--- Что нужно сделать ---
Напишите продолжение текста о чтении «Добротолюбия», начав сразу после его последнего предложения.

══ Текст для работы

Читаем Добротолюбие. «Молитва со скорбью». Священник Константин Корепанов

9 октября 2023 г.

Мы продолжаем читать наставления преподобного Ефрема Сирина из второго тома «Добротолюбия». Напомню, мы читаем 106-й абзац, который посвящен доступной человеку свободе. И в прошлый раз, читая этот абзац, мы говорили о том, что все наши усилия осуществить какой-то подвиг или какое-то делание очень важны и очень нужны, но не для того, для чего мы их используем. Мы-то думаем, что мы таким образом достигнем чего-то и сможем наконец быть достойными нашего Бога. Но на самом деле все эти усилия нужны для того, чтобы познать собственную немощь. Конечно, Бог может дать нам благодать, как только мы начали молиться. И молимся всю жизнь, вот уже 48 лет молимся, ни разу не пропуская ни одной молитвы.

════
══ Приведённые материалы

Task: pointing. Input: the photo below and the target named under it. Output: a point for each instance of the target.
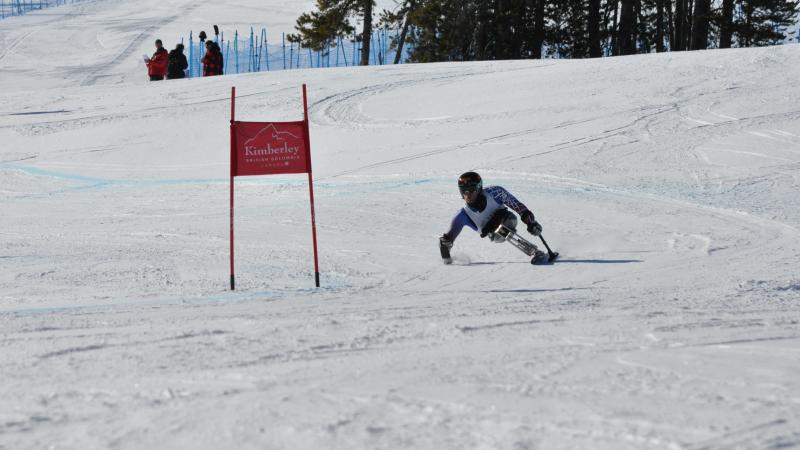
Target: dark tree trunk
(659, 26)
(595, 51)
(680, 24)
(614, 4)
(501, 30)
(700, 25)
(640, 35)
(726, 25)
(670, 25)
(366, 35)
(627, 24)
(401, 42)
(538, 29)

════

--- Ожидаемый ответ ---
Человек, более или менее простой и живущий социально ограниченной жизнью, 48 лет непрестанно молится каждый день, соблюдая молитвенное правило изо дня в день. Он уверен, что это его заслуга, его усилие. Но поскольку он ни с кем больше не общается, он думает, что все так живут. И пока он думает, что все так живут, он так делает. Но стоит ему только встретиться с другими верующими людьми и узнать, что они так не молятся, как вся его система колеблется. Он-то ведь не знает, что ему дал такую благодать Бог, он думает (и сам смущается): почему остальные не могут, я особенный, что ли? И то, что он спокойно делал 48 лет, ему начинает даваться сначала с трудом, а потом начинаются какие-то пропуски, непонятности, он очень боится это потерять, нервничает, переживает, начинается духовно-воспитательная работа, очень болезненная для человека.

Бог может такое дать всем, чтобы мы спокойно постились и молились, любили других, понимали и заботились о них, но тогда тут же мы всё это припишем себе. Мы увидим, какие мы замечательные. А любовь Божия и благодать Божия удерживается только в смиренном сердце, которое ничего себе не приписывает, а все приписывает Богу, зная, что Он и есть источник всего доброго, всего истинного в человеке. Нам нужно смириться перед Ним. Вся наша проблема со времен грехопадения в том, что мы хотим быть хорошими, но без Бога. Мы хотим не нуждаться в Нем. Мы хотим автономного бытия.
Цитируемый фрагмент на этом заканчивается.